• Actions to take:
1. Can you echo the carers' full review procedure from "A light touch review is normally" up to and including "the personal budget."?
2. In the carers' full review procedure, whom should you ask for advice if you are unsure whether a light touch review is appropriate?
3. Does the carers' full review procedure agree with each statement below? For each, answer yes or no and quote the words of the procedure that decide it.
(a) A light touch review should be specifically considered at the 6-8 week review.
(b) The whole family approach in review differs from the whole family approach in assessment.
(c) A light touch review is normally appropriate when changes to the personal budget are required.

• Provided text:
■ ■ ■ ■

The Full Review Conversation (Carers)

This procedure should be used to support a full review conversation as part of the statutory review of a carer's Support Plan.

If you are carrying out the full review of a Care and Support Plan you should refer to the relevant procedure for your team/service.

Note: A full review should only be carried out when a decision has been made that a light touch review is not appropriate.

A light touch review is normally appropriate and proportionate whenever:

  1. There are no known changes in need or circumstances; and
  2. There are no changes required to a Support Plan (or minimal changes to how existing Support is provided only); and
  3. There are no changes required to the personal budget.

A light touch review should be specifically considered in the following circumstances:

  1. At the 6-8 week review; and
  2. When there is/has been on-going monitoring of the carer's needs or circumstance.

If a light touch review is appropriate, see: The Light Touch Review Conversation.

If you are not clear whether a light touch review is appropriate you should seek advice from your line manager.

The Care Act is clear that a whole family approach to review should be taken wherever possible and with the carer's consent. The whole family approach in review is the same as the whole family approach in assessment.

■ ■ ■ ■

• Dataset excerpts:
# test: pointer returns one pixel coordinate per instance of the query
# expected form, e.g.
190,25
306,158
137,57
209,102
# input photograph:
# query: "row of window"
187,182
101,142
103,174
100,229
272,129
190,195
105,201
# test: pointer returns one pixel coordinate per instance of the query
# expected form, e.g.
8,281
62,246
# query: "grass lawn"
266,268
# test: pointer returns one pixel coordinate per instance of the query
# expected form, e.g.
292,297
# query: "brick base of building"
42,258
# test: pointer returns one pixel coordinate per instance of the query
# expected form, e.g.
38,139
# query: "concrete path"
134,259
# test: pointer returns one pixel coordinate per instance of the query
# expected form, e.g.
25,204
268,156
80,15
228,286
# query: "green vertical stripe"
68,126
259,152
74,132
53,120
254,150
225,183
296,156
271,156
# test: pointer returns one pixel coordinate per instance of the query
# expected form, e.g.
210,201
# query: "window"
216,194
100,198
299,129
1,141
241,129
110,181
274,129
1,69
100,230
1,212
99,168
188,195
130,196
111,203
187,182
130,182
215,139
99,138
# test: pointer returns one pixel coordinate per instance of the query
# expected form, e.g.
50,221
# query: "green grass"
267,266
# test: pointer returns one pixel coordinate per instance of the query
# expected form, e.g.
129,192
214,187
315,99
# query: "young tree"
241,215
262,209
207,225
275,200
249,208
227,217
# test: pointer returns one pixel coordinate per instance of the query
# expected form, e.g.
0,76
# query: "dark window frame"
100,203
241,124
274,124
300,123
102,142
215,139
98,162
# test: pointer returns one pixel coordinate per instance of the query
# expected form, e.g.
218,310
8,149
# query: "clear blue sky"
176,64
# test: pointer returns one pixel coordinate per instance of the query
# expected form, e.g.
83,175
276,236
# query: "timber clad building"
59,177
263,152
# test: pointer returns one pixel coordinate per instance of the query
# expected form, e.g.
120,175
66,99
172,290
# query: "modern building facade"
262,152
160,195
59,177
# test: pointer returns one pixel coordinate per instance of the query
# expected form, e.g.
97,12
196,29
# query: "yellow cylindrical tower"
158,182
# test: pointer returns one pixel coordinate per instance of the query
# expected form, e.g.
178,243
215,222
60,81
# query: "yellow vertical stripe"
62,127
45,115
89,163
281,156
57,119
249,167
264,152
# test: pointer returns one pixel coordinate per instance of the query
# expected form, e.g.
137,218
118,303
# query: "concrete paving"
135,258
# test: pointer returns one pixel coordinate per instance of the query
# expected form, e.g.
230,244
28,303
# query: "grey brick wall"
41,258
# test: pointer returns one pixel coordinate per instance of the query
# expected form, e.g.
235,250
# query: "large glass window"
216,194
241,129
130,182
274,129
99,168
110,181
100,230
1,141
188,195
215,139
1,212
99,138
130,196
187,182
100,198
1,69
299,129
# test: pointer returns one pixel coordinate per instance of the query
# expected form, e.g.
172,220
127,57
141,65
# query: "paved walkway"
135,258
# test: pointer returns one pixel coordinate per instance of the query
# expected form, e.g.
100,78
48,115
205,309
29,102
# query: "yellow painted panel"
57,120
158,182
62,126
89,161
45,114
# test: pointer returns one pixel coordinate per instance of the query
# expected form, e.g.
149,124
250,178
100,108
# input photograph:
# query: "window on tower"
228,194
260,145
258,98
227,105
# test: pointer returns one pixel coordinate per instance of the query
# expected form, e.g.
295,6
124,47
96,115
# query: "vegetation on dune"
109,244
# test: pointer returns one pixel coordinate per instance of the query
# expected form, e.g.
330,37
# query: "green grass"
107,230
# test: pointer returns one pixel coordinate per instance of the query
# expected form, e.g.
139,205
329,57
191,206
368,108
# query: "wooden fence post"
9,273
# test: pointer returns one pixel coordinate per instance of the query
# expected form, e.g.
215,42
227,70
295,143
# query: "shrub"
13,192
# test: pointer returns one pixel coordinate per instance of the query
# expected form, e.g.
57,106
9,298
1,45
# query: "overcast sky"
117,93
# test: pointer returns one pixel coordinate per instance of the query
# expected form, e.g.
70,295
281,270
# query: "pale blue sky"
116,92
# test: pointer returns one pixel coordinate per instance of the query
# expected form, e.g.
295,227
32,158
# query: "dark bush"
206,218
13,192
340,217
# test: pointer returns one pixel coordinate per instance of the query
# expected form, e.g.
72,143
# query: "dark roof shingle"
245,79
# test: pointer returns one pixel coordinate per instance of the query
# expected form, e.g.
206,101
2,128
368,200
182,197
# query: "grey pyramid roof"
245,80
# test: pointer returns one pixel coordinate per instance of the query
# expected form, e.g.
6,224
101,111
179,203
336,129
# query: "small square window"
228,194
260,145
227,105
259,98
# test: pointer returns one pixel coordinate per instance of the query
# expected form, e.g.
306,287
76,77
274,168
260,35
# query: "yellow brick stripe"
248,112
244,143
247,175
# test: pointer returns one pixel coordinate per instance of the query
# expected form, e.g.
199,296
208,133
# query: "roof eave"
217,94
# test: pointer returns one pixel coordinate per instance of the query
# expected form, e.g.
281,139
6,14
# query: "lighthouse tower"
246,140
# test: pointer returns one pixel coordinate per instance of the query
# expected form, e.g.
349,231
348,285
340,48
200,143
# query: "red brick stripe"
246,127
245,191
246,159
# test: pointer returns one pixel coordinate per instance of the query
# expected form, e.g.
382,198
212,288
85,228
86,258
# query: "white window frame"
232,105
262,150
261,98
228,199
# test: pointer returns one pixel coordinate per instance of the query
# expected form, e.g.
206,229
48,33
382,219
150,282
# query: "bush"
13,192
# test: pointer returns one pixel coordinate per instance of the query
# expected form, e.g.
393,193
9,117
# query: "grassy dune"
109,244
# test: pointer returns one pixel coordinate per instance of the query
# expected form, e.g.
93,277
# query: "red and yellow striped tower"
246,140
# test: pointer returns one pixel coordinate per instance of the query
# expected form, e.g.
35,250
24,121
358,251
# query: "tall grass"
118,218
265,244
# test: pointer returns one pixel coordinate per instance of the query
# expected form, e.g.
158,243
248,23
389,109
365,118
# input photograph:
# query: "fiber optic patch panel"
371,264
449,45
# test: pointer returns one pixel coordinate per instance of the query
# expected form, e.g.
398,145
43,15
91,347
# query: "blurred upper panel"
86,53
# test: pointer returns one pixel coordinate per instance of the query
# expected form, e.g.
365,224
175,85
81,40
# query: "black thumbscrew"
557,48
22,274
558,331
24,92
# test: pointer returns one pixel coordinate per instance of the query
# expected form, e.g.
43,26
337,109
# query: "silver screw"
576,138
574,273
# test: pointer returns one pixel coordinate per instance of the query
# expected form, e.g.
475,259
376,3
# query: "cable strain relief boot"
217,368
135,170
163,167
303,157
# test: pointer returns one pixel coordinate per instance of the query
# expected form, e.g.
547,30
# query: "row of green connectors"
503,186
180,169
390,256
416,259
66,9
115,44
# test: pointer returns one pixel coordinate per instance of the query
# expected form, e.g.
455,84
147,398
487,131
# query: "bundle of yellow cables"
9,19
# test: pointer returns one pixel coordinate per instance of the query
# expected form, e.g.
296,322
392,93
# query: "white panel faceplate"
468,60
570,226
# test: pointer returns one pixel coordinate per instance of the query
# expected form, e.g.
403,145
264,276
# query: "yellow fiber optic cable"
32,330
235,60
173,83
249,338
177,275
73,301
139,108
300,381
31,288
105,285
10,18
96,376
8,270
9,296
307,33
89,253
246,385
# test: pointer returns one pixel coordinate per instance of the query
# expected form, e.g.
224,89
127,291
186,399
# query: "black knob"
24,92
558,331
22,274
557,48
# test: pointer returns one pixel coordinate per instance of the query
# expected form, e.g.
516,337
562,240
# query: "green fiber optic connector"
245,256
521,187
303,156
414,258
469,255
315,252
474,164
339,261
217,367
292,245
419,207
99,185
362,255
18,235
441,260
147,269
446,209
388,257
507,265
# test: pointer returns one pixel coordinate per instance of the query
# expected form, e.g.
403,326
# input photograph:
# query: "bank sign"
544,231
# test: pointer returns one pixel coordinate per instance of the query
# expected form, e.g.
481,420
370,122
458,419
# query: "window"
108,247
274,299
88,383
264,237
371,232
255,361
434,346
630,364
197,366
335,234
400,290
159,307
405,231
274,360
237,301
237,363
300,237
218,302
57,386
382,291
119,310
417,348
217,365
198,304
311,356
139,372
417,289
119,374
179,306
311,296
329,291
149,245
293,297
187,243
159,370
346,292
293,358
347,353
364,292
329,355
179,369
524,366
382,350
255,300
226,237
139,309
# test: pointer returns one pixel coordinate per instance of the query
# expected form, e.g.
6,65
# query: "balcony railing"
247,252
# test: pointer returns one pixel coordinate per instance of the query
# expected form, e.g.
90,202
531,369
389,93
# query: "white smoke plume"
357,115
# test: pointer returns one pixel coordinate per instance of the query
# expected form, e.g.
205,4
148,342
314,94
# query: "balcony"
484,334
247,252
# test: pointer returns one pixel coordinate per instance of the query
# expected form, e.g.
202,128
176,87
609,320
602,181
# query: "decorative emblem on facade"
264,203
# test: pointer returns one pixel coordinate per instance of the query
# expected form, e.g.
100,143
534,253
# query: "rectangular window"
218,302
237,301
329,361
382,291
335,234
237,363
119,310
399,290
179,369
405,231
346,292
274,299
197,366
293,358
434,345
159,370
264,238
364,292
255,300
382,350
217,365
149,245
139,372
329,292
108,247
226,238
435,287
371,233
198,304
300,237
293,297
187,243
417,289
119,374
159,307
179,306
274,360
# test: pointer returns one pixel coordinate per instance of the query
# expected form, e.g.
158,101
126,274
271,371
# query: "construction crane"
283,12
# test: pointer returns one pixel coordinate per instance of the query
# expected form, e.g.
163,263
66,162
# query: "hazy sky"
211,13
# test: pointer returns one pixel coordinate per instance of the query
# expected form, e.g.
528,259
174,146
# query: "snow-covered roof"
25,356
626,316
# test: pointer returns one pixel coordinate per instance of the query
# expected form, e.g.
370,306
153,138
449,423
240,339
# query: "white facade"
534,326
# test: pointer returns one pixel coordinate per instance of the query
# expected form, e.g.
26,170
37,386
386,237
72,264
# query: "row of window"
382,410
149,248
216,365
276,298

■ ■ ■ ■

• Solutions:
1.
A light touch review is normally appropriate and proportionate whenever:

  1. There are no known changes in need or circumstances; and
  2. There are no changes required to a Support Plan (or minimal changes to how existing Support is provided only); and
  3. There are no changes required to the personal budget.

2. Your line manager.

3.
(a) Yes: "At the 6-8 week review"
(b) No: "The whole family approach in review is the same as the whole family approach in assessment."
(c) No: "There are no changes required to the personal budget."